* _TASK TO COMPLETE_:
Print every line exactly as it appears in the material below.

* _SUPPLIED MATERIAL_:
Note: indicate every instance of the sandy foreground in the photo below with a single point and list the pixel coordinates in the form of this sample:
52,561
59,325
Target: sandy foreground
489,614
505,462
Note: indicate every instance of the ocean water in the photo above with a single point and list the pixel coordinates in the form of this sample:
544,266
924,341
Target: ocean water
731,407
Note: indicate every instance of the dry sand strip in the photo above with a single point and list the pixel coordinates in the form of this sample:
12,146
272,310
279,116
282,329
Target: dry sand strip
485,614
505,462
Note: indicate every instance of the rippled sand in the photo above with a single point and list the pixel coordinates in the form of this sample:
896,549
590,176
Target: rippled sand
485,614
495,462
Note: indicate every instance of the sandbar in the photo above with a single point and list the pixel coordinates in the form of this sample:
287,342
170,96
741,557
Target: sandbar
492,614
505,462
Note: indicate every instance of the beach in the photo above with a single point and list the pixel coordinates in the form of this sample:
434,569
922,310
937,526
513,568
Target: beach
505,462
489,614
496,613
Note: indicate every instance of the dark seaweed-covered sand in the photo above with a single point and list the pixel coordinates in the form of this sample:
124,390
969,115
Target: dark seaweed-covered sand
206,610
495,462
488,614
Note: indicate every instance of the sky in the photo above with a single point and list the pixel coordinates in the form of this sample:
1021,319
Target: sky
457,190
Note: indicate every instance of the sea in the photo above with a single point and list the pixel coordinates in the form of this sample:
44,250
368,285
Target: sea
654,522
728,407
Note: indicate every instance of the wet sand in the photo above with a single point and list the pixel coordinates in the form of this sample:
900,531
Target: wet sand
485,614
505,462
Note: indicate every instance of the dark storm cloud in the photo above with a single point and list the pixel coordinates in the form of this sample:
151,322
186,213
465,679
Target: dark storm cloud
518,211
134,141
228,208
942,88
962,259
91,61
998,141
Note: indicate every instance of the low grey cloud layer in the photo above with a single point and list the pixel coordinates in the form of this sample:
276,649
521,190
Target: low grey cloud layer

* _RESULT FOR THIS EXERCISE_:
Note: indicate every instance of the sandy foreground in the photo below with a single point and list the pixel coordinates in the form of this sample:
52,561
59,325
Target: sandy foreground
489,614
505,462
Note: indicate every instance of the ocean water in the photo above with a single point and list the pixel coordinates in the form of this sample:
544,266
924,341
Target: ocean water
731,407
Note: indicate every instance of the dry sand strip in the photo above with a single point and list the pixel coordinates in the form of this sample:
12,146
272,310
279,116
282,329
Target: dry sand strip
485,614
505,462
Note: indicate every instance of the rippled sand in the photo above with a single point and list the pixel coordinates in the form of this sample:
896,549
590,176
Target: rippled sand
485,614
495,462
Note: indicate every instance of the sandbar in the photo above with a single point and list the pixel coordinates in the form of this sample:
287,342
170,96
741,557
Target: sandbar
492,614
505,462
Note: indicate every instance of the beach in the photo above with a single point and list the pixel coordinates in the form of this sample:
434,569
922,310
937,526
513,568
Target: beach
505,462
489,614
496,613
Note: indicate every instance of the dark seaweed-covered sand in the photo above with a single point and list the pixel coordinates in the form of this sample:
124,390
969,115
Target: dark seaweed-covered sand
206,610
495,462
488,614
Note: indicate every instance of the sky in the photo above with a single point and list the pixel coordinates in the form of this sample:
1021,319
Target: sky
457,190
Note: indicate every instance of the sea in the photo above with a single point and list the pixel coordinates in the form of this sample:
44,250
368,285
Target: sea
654,522
728,407
Note: indicate every instance of the wet sand in the photo above with a single point and list the pixel coordinates in the form of this sample:
900,531
Target: wet sand
485,614
505,462
Note: indicate every instance of the dark storm cloud in the photo above with a single point and list the pixel coordinates in the form of this sample:
151,322
186,213
465,679
Target: dark storm cloud
518,211
134,141
228,208
942,88
962,259
91,61
998,141
Note: indicate every instance of the low grey cloud layer in the photo above with a single point and list the pixel coordinates in the form of this sample:
276,649
521,190
Target: low grey cloud layer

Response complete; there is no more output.